■ **Short problem**:
Repeat exactly each line of the data provided below.

■ **Records to process**:
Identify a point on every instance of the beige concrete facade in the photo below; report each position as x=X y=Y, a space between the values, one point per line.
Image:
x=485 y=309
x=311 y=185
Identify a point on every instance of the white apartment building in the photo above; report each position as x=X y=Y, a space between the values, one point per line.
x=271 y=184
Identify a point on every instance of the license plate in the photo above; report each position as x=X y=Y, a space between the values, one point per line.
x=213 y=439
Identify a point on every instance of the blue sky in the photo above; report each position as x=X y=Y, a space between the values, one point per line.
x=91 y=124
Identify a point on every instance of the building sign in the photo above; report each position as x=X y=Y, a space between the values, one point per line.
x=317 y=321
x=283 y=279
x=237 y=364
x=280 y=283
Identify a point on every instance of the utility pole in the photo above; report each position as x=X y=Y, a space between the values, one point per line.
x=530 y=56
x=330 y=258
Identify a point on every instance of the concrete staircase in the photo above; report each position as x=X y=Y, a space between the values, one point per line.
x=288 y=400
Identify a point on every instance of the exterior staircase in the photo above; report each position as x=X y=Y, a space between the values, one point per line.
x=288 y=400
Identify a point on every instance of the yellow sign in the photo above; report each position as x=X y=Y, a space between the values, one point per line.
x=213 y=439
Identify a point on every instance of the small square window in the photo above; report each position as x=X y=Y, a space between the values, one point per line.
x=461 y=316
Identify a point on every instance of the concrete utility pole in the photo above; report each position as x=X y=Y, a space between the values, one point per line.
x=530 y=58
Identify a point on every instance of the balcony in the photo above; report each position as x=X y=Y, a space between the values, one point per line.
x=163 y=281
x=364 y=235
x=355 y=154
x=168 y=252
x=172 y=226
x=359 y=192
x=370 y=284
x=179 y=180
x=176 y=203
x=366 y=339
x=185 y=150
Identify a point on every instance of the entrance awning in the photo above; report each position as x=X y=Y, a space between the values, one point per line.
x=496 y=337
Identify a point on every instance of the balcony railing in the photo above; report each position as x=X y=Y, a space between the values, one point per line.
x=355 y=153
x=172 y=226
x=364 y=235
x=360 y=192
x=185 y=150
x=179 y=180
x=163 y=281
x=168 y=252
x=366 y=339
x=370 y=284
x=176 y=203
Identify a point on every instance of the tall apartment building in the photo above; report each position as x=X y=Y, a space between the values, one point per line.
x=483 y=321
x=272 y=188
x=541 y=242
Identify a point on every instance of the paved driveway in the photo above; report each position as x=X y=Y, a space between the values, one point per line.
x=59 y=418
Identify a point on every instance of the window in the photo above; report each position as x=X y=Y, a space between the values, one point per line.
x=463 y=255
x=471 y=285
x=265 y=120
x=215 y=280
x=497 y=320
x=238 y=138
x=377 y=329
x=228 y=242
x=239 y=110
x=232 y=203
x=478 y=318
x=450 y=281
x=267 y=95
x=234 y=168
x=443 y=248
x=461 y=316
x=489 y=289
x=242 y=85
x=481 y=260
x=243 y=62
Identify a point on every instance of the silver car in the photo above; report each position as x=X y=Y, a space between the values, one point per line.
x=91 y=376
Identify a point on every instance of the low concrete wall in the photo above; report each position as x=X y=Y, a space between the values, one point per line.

■ **Answer in full**:
Identify a point on every instance of the beige concrete facade in the photo below; report each position as x=X y=Y, a space between the values, one point per line.
Image:
x=485 y=309
x=311 y=185
Identify a point on every instance of the white apartment building in the photo above; report each position as x=X y=Y, a space between the values, one point per line.
x=271 y=184
Identify a point on every instance of the license plate in the photo above; report each position as x=X y=Y, a space between the values, one point per line.
x=213 y=439
Identify a point on every instance of the blue sky in the photo above; report each position as x=X y=Y, a space between the values, one point per line.
x=91 y=124
Identify a point on every instance of the building sign in the photo above; report each position as x=X y=Y, a space between the values, one point per line.
x=317 y=321
x=283 y=279
x=237 y=364
x=280 y=283
Identify a point on every instance of the utility pole in the photo above; report each position as x=X y=Y, a space between the values, one point per line.
x=530 y=56
x=330 y=258
Identify a point on every instance of the concrete staircase in the photo above; report each position as x=X y=Y, a space between the values, one point per line.
x=288 y=400
Identify a point on every instance of the exterior staircase in the photo above; report each position as x=X y=Y, a space between the values, one point per line.
x=288 y=400
Identify a point on every instance of the yellow sign in the photo above; report each position as x=X y=Y, a space between the values, one point per line.
x=213 y=439
Identify a point on every instance of the small square window in the photo above; report each position as x=X y=Y, a space between the values, one point per line.
x=461 y=316
Identify a point on every instance of the concrete utility pole in the photo above; report each position as x=X y=Y, a space between the values, one point per line.
x=530 y=58
Identify a point on every instance of the balcony in the photo above; report each position as x=X y=Y, a space between the values, one point per line.
x=163 y=281
x=364 y=235
x=355 y=154
x=168 y=252
x=172 y=226
x=359 y=192
x=370 y=284
x=179 y=180
x=176 y=203
x=366 y=339
x=185 y=150
Identify a point on every instance of the entrance awning in the photo above; report each position as x=X y=Y, a space between the values, one point per line.
x=496 y=337
Identify a point on every instance of the balcony railing in the photo above; report each position as x=X y=Y, a space between the values, one point per line.
x=355 y=153
x=172 y=226
x=364 y=235
x=360 y=192
x=185 y=150
x=179 y=180
x=163 y=281
x=168 y=252
x=366 y=339
x=370 y=284
x=176 y=203
Identify a point on every instance of the tall apartment building in the photo above; report each position as x=X y=Y, a space between the values, one point per line.
x=483 y=321
x=272 y=188
x=541 y=242
Identify a point on every instance of the paved driveway in the photo above; report each position as x=X y=Y, a space between the values, one point per line.
x=59 y=418
Identify a point on every instance of the window in the photo above; report each position as x=X y=Y, a space between the values, one point per line.
x=463 y=255
x=471 y=285
x=265 y=120
x=215 y=280
x=497 y=320
x=238 y=138
x=377 y=329
x=228 y=242
x=239 y=110
x=232 y=203
x=478 y=318
x=450 y=281
x=267 y=95
x=234 y=168
x=443 y=248
x=461 y=316
x=489 y=289
x=242 y=85
x=481 y=260
x=243 y=62
Identify a point on every instance of the silver car in the photo above; report each position as x=X y=Y, a space between the values, one point per line.
x=91 y=376
Identify a point on every instance of the low concrete wall in the photo above; report each position as x=X y=Y, a space between the values, one point per line.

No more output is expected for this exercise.